Please reproduce the records below word for word, leaving out the pictures.

==*==

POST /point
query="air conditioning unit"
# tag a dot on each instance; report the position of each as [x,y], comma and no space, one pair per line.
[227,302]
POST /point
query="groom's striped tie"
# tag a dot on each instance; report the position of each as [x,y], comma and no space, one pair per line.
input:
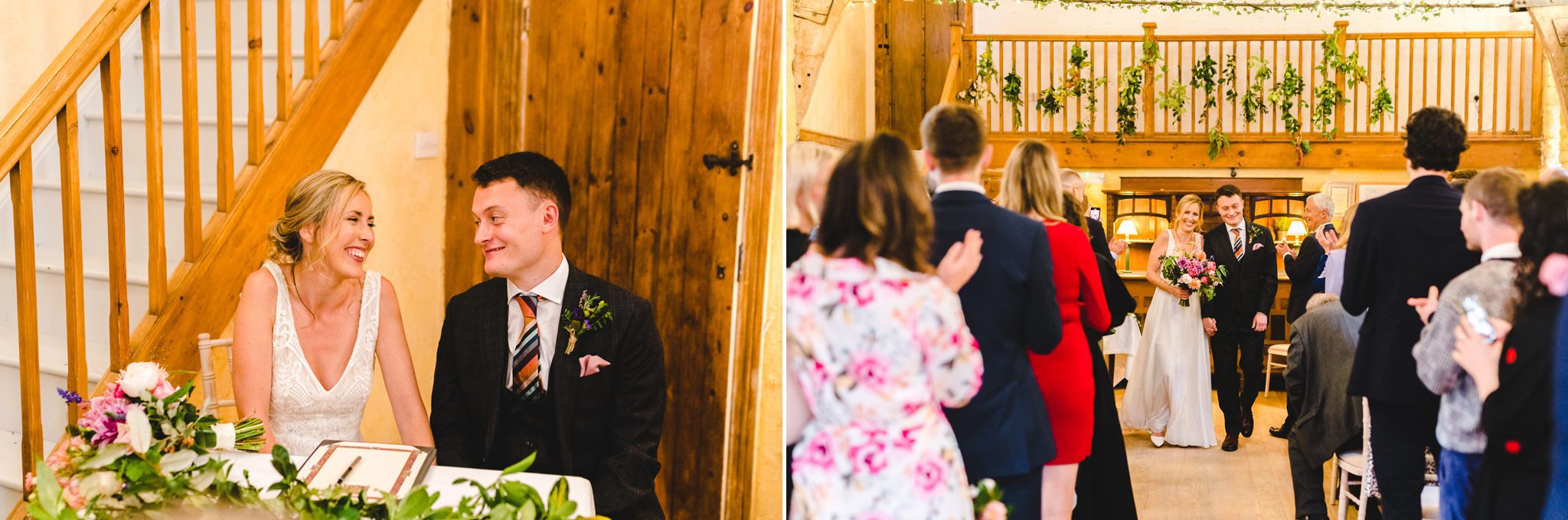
[526,359]
[1236,244]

==*==

## Task solution
POST /point
query="air conditioning unit"
# tag a dot on each instance; report the position of each as [x,y], comma and no space, one pair per line.
[227,302]
POST /point
query="groom's striped tie"
# tag a dot on each instance; report the position of each as [x,y], comma and no space, one pair per line.
input:
[526,359]
[1236,244]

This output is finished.